--- start ---

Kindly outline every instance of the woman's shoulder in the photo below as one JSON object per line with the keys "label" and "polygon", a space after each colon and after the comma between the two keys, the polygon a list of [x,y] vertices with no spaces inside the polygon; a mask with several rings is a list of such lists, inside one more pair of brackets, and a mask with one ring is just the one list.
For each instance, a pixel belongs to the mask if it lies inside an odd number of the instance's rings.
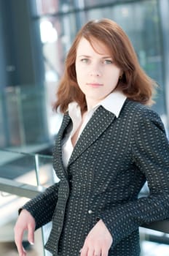
{"label": "woman's shoulder", "polygon": [[131,115],[137,114],[137,116],[156,116],[159,115],[151,107],[140,102],[127,99],[124,105],[124,110],[129,112]]}

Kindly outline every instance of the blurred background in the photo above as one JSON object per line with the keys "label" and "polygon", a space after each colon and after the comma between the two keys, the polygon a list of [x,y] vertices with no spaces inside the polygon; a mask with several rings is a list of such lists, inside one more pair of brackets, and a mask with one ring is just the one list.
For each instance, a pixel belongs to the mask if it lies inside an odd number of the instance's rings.
{"label": "blurred background", "polygon": [[[38,186],[36,193],[57,180],[51,157],[61,121],[52,110],[57,85],[77,31],[102,18],[122,27],[159,84],[152,108],[169,134],[169,0],[0,0],[1,256],[17,255],[13,226],[31,197],[31,187],[24,196],[17,188]],[[48,255],[42,248],[49,230],[37,232],[37,246],[25,241],[30,255]],[[168,256],[168,234],[140,232],[141,256]]]}

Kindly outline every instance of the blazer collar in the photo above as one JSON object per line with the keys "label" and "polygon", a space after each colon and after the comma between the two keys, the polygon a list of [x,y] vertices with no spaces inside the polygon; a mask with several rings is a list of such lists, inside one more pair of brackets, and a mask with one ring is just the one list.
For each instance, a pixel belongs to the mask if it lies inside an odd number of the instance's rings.
{"label": "blazer collar", "polygon": [[114,117],[114,114],[106,110],[102,106],[95,110],[74,146],[68,165],[101,136],[113,121]]}

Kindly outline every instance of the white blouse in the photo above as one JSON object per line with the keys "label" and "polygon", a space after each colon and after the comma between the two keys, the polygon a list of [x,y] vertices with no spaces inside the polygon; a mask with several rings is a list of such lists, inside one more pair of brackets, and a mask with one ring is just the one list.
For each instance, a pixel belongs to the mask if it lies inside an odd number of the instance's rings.
{"label": "white blouse", "polygon": [[[95,107],[87,111],[84,122],[79,132],[76,142],[84,129],[86,124],[91,118],[96,109],[102,105],[107,110],[113,113],[118,118],[122,105],[126,99],[126,96],[121,91],[114,91],[109,94],[105,99],[101,100]],[[79,105],[74,102],[68,104],[68,114],[71,118],[72,123],[67,128],[66,133],[62,143],[62,157],[63,166],[66,167],[68,164],[68,160],[73,152],[74,147],[71,143],[71,138],[79,127],[82,122],[82,114]]]}

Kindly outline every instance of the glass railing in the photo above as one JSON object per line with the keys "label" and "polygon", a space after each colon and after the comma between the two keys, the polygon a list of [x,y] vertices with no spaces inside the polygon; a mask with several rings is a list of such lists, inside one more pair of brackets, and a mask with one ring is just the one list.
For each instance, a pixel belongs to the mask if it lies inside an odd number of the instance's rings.
{"label": "glass railing", "polygon": [[[10,252],[13,256],[18,255],[13,234],[18,208],[29,198],[58,181],[51,156],[0,151],[0,251],[4,252],[3,255],[9,255]],[[141,256],[168,256],[169,222],[160,222],[157,225],[156,223],[152,229],[147,227],[140,227]],[[44,249],[50,229],[51,223],[49,223],[36,230],[33,246],[27,242],[25,234],[23,244],[32,255],[51,255]]]}
{"label": "glass railing", "polygon": [[[51,156],[0,151],[0,244],[3,245],[1,255],[2,252],[3,255],[11,252],[11,255],[18,255],[13,234],[18,208],[57,181]],[[34,246],[29,245],[25,235],[23,244],[34,256],[50,255],[43,246],[50,231],[50,223],[36,231]]]}

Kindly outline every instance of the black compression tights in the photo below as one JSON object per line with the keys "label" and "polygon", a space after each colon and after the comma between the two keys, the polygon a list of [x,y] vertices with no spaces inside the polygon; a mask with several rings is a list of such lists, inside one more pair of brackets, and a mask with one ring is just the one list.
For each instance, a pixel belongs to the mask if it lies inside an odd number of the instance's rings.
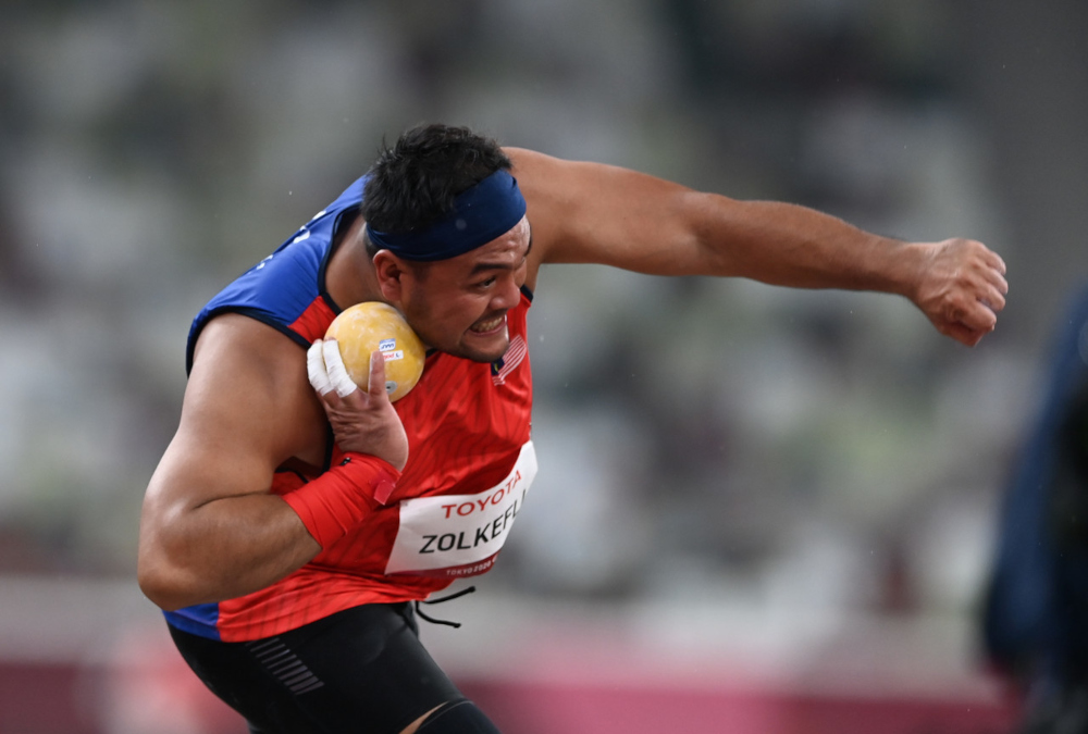
{"label": "black compression tights", "polygon": [[254,734],[494,734],[419,642],[406,604],[348,609],[275,637],[221,643],[170,629],[182,657]]}

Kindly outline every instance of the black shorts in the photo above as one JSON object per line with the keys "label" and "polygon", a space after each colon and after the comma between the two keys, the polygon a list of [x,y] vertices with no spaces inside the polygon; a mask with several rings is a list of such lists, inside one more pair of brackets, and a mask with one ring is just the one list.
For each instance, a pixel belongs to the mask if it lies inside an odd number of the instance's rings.
{"label": "black shorts", "polygon": [[255,734],[399,734],[463,698],[420,643],[408,604],[355,607],[249,643],[170,634]]}

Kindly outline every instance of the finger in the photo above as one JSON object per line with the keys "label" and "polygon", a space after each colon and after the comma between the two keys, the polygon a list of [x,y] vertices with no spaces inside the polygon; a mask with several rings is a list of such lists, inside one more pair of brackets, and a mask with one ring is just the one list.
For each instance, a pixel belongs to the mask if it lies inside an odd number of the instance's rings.
{"label": "finger", "polygon": [[989,303],[975,301],[974,304],[960,314],[956,321],[972,331],[985,334],[992,332],[993,327],[998,325],[998,314],[993,312],[993,308]]}
{"label": "finger", "polygon": [[949,324],[942,331],[947,336],[950,336],[956,341],[965,344],[968,347],[974,347],[987,334],[987,332],[970,328],[964,324]]}
{"label": "finger", "polygon": [[359,389],[359,386],[347,374],[347,369],[344,366],[344,359],[341,357],[339,345],[336,344],[336,339],[326,339],[322,345],[321,353],[325,358],[325,371],[329,373],[329,382],[332,383],[336,395],[346,398]]}
{"label": "finger", "polygon": [[376,350],[370,353],[369,393],[372,398],[388,399],[388,393],[385,391],[385,356]]}
{"label": "finger", "polygon": [[1005,269],[1005,261],[1001,259],[1001,256],[993,250],[987,250],[986,253],[988,256],[987,260],[989,261],[990,268],[998,271],[1001,275],[1004,275],[1007,270]]}
{"label": "finger", "polygon": [[988,307],[991,311],[1000,311],[1005,308],[1005,297],[999,288],[992,286],[984,288],[984,293],[979,296],[979,302]]}
{"label": "finger", "polygon": [[333,391],[333,384],[329,380],[329,372],[325,370],[325,360],[321,353],[322,340],[318,339],[306,350],[306,374],[310,378],[310,385],[321,395],[329,395]]}

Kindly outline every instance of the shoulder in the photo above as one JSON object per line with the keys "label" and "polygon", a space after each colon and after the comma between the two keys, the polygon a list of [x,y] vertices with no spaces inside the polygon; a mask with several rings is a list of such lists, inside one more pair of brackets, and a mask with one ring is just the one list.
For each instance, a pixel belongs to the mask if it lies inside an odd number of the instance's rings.
{"label": "shoulder", "polygon": [[306,352],[282,332],[237,313],[201,332],[182,409],[183,431],[255,441],[273,464],[321,449],[323,412]]}

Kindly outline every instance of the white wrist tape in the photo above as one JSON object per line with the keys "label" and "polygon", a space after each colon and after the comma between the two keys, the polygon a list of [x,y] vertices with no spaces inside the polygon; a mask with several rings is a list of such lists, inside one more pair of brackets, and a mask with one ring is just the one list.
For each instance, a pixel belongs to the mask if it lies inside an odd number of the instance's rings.
{"label": "white wrist tape", "polygon": [[359,389],[359,386],[347,374],[347,369],[344,366],[344,359],[339,353],[339,345],[336,344],[335,339],[323,341],[321,344],[321,353],[325,358],[325,374],[329,375],[329,382],[336,389],[336,395],[346,398]]}
{"label": "white wrist tape", "polygon": [[321,395],[329,395],[333,391],[333,384],[325,372],[325,358],[321,354],[321,339],[310,345],[306,350],[306,374],[310,378],[310,385]]}

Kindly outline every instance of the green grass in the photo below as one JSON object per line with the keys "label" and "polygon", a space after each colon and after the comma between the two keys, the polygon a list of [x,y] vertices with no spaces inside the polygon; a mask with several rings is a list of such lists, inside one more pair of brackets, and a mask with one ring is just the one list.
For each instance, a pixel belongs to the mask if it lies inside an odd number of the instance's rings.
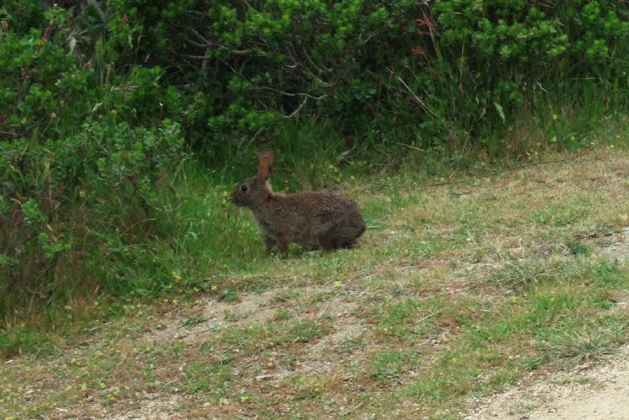
{"label": "green grass", "polygon": [[189,419],[453,419],[470,397],[596,363],[629,328],[629,272],[600,252],[629,223],[628,164],[601,148],[448,187],[348,181],[370,226],[359,246],[288,258],[225,202],[230,183],[192,165],[163,211],[172,238],[137,262],[164,257],[163,272],[58,331],[5,327],[0,418],[152,398]]}

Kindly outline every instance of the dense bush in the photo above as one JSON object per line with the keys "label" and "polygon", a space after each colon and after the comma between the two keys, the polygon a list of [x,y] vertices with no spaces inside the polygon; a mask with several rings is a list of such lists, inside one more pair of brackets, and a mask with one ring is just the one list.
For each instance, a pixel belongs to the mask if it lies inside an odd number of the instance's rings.
{"label": "dense bush", "polygon": [[509,150],[500,130],[526,111],[551,128],[549,139],[571,146],[584,127],[558,127],[539,109],[588,107],[595,83],[588,117],[626,105],[624,2],[115,4],[157,38],[143,57],[194,82],[187,136],[222,156],[266,141],[289,118],[332,119],[349,148],[497,153]]}
{"label": "dense bush", "polygon": [[[628,38],[607,0],[7,0],[0,317],[167,287],[202,236],[172,201],[186,146],[235,176],[270,142],[312,165],[306,186],[410,154],[578,147],[626,110]],[[330,174],[308,179],[313,162]]]}
{"label": "dense bush", "polygon": [[[81,37],[87,32],[76,22],[86,22],[89,9],[73,20],[38,1],[8,6],[0,32],[0,316],[22,318],[77,294],[129,292],[129,259],[139,258],[129,249],[165,235],[160,197],[171,193],[168,174],[185,152],[179,125],[167,118],[179,94],[160,84],[163,71],[111,61],[124,31]],[[21,13],[44,27],[19,24]],[[127,268],[116,269],[121,263]]]}

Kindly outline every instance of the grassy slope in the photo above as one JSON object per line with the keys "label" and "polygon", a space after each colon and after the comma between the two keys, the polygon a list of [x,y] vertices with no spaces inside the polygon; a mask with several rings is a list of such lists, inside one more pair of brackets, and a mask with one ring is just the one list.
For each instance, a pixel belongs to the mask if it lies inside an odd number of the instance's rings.
{"label": "grassy slope", "polygon": [[605,148],[453,186],[347,183],[370,226],[360,247],[287,260],[264,255],[247,212],[221,213],[222,191],[192,198],[209,211],[182,227],[181,258],[219,274],[190,302],[129,304],[3,363],[0,418],[458,418],[625,341],[628,273],[599,251],[629,224],[627,167]]}

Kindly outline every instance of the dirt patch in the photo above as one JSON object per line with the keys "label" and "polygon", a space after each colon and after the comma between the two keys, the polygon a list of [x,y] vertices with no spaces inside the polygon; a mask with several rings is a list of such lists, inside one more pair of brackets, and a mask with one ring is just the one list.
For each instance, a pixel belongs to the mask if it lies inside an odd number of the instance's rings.
{"label": "dirt patch", "polygon": [[465,420],[629,419],[629,346],[599,365],[549,374],[529,386],[470,400]]}
{"label": "dirt patch", "polygon": [[625,265],[629,260],[629,227],[623,229],[617,239],[610,246],[602,248],[600,253],[612,261],[618,261],[621,265]]}
{"label": "dirt patch", "polygon": [[[599,254],[626,265],[629,227],[623,229],[613,244],[602,247]],[[619,296],[614,303],[626,308],[629,299]],[[492,397],[470,400],[469,404],[472,414],[464,416],[465,420],[628,420],[629,346],[595,366],[550,373],[533,385],[520,385]]]}

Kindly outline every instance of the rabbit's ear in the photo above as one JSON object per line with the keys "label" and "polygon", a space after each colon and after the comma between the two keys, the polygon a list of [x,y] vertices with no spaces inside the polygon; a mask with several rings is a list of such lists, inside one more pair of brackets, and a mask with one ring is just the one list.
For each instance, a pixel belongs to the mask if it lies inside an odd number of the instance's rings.
{"label": "rabbit's ear", "polygon": [[262,181],[269,179],[271,175],[271,169],[273,169],[273,164],[275,162],[275,154],[273,150],[266,150],[260,153],[260,158],[257,159],[257,176]]}

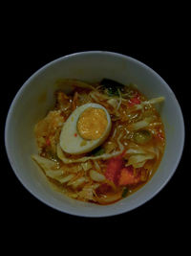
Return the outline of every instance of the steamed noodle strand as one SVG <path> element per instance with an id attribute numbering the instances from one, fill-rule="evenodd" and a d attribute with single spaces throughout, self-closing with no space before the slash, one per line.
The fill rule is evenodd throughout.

--- end ---

Could you render everything from the line containing "Return the outline" down through the end of the records, both ends included, as a JSON list of strings with one string per line and blank lines left out?

[
  "Return the outline of every instance of the steamed noodle strand as one SVG <path> element per instance with an id attribute numbering the instances from one, fill-rule=\"evenodd\" and a d attribute with single spaces throughout, self-closing with no space before the slash, one per line.",
  "The fill rule is evenodd throughout."
]